Exercise
Recast the data as a JSON list of strings, starting at its first line and ending at the line that contains "(135, 1072)", with one string per line and blank lines omitted. Include only those lines.

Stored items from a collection

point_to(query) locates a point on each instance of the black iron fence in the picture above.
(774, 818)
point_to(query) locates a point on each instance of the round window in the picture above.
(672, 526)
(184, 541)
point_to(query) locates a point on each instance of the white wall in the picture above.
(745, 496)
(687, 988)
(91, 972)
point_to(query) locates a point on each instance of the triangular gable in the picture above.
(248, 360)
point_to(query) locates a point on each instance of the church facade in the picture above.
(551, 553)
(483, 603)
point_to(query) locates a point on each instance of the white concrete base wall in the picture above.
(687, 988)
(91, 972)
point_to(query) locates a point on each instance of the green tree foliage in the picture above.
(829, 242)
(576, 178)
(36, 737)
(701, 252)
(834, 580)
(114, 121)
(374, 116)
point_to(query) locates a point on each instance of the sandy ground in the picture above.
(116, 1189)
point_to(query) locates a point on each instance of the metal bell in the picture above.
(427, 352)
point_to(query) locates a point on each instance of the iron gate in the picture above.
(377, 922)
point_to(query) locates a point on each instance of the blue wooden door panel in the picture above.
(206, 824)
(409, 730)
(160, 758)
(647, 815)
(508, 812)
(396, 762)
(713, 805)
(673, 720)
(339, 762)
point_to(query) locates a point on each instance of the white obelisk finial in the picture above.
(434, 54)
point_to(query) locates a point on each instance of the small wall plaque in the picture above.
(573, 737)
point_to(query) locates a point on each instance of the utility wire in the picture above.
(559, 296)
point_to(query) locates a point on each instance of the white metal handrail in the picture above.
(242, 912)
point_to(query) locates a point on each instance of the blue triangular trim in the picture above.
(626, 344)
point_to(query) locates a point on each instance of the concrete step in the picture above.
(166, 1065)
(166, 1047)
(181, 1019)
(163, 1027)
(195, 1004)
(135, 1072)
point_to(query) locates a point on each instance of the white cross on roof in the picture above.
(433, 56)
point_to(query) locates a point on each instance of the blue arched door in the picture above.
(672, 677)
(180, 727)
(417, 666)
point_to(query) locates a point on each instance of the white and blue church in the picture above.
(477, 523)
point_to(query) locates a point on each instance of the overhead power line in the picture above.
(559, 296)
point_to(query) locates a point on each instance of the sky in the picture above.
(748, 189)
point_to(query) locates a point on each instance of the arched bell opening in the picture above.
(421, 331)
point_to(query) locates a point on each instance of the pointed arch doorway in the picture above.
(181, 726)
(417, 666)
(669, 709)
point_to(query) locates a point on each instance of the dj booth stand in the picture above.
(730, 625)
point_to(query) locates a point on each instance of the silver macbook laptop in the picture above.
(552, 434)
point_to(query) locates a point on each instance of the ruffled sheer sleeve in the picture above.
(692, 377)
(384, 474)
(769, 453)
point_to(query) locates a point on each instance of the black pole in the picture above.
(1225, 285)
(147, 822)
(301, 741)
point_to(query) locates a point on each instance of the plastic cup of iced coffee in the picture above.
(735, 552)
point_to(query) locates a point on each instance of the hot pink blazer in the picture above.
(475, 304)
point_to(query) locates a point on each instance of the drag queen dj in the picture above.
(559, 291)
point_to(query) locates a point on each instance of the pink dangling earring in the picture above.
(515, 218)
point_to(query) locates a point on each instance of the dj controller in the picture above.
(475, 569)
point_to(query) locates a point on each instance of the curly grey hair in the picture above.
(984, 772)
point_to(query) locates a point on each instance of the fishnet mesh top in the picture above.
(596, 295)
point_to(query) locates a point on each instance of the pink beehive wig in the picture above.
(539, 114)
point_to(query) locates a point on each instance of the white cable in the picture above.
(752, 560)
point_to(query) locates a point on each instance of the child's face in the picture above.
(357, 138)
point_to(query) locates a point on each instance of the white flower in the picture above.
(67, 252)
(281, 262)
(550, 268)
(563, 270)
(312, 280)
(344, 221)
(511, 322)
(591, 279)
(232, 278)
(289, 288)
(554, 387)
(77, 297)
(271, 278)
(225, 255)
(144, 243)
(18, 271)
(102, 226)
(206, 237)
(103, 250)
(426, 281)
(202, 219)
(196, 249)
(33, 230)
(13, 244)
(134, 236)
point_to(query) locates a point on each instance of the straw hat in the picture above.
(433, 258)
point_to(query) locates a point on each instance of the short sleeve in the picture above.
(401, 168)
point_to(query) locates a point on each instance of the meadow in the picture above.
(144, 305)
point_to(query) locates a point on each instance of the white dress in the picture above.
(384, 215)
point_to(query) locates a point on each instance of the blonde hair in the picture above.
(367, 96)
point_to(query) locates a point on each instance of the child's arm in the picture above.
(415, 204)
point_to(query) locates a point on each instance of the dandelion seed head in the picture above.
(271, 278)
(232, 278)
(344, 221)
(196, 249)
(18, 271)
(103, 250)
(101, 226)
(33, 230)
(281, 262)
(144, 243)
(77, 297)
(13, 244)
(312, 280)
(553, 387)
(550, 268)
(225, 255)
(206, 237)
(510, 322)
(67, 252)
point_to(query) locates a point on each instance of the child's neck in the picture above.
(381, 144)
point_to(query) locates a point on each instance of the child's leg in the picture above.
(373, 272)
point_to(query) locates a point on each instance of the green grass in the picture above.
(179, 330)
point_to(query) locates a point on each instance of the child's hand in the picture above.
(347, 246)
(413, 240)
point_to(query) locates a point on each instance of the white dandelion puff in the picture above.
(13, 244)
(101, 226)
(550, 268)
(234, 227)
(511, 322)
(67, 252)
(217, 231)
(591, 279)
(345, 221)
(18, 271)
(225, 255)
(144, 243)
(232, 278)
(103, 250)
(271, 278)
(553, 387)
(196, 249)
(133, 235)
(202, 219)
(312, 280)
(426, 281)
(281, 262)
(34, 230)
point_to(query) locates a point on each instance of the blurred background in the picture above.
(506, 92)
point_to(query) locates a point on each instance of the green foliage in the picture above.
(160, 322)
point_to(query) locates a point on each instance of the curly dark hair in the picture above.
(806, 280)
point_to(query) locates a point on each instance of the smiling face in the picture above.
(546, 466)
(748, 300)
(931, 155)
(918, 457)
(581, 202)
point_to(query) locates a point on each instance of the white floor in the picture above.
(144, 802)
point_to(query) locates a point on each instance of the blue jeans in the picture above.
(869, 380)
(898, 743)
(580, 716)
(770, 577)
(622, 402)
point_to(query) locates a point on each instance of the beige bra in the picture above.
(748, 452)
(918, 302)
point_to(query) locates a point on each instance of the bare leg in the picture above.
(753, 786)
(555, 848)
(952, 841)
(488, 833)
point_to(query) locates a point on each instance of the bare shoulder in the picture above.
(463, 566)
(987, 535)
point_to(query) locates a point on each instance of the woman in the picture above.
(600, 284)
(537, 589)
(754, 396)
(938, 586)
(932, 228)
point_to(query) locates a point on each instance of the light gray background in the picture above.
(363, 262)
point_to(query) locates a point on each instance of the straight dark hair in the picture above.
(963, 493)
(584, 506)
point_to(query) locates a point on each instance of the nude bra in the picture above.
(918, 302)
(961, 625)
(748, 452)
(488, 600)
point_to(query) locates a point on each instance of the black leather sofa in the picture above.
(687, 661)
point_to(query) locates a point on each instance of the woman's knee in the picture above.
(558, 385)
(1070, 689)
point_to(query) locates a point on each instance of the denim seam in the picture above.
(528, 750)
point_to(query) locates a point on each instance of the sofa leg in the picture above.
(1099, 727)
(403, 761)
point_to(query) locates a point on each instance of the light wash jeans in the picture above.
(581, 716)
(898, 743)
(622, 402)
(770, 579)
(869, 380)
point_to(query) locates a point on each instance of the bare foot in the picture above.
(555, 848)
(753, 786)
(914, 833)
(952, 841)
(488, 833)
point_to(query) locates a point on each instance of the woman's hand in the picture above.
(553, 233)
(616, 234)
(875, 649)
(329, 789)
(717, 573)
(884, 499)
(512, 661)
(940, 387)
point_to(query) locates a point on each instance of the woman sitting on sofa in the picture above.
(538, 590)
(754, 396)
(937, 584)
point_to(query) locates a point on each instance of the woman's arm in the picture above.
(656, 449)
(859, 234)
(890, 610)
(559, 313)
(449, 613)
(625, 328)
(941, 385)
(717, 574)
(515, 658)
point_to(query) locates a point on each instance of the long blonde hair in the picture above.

Output for this exercise
[
  "point_to(query) locates a point on each instance of the black iron fence in the picture above.",
  "(774, 818)",
  "point_to(query) locates a point on each instance of the round window in the picture above.",
  "(672, 526)",
  "(184, 541)",
  "point_to(query) locates a point on each instance of the white wall in the picture above.",
  "(745, 496)",
  "(687, 988)",
  "(91, 972)",
  "point_to(query) locates a point on each instance of the triangular gable in the picture above.",
  "(248, 360)",
  "point_to(query) locates a point on each instance of the church facade in the picture above.",
  "(551, 553)",
  "(483, 603)",
  "point_to(query) locates a point on each instance of the white concrete base wall in the picture above.",
  "(687, 988)",
  "(91, 972)",
  "point_to(query) locates a point on each instance of the green tree foliage in the picture above.",
  "(829, 242)",
  "(576, 178)",
  "(36, 737)",
  "(701, 252)",
  "(834, 580)",
  "(114, 121)",
  "(374, 116)",
  "point_to(query) locates a point on each instance of the sandy ground in the picture above.",
  "(116, 1189)",
  "point_to(query) locates a point on each instance of the metal bell in the picture above.",
  "(427, 352)",
  "point_to(query) locates a point on each instance of the iron gate in the picture above.",
  "(377, 922)",
  "point_to(query) locates a point on each instance of the blue wooden door panel in the picture above.",
  "(206, 824)",
  "(409, 730)",
  "(160, 758)",
  "(647, 815)",
  "(508, 812)",
  "(396, 762)",
  "(713, 805)",
  "(673, 720)",
  "(339, 762)",
  "point_to(query) locates a point on each instance of the white obelisk finial in the picture above.",
  "(434, 54)",
  "point_to(query) locates a point on each instance of the small wall plaque in the picture above.",
  "(573, 737)",
  "point_to(query) locates a point on each instance of the utility wire in the picture above.",
  "(559, 296)",
  "point_to(query) locates a point on each instance of the white metal handrail in the picture above.",
  "(242, 912)",
  "point_to(query) locates a point on each instance of the blue triangular trim in the picture above.",
  "(626, 344)",
  "point_to(query) locates a point on each instance of the concrete step in the picture above.",
  "(166, 1065)",
  "(166, 1047)",
  "(181, 1019)",
  "(163, 1027)",
  "(195, 1004)",
  "(135, 1072)"
]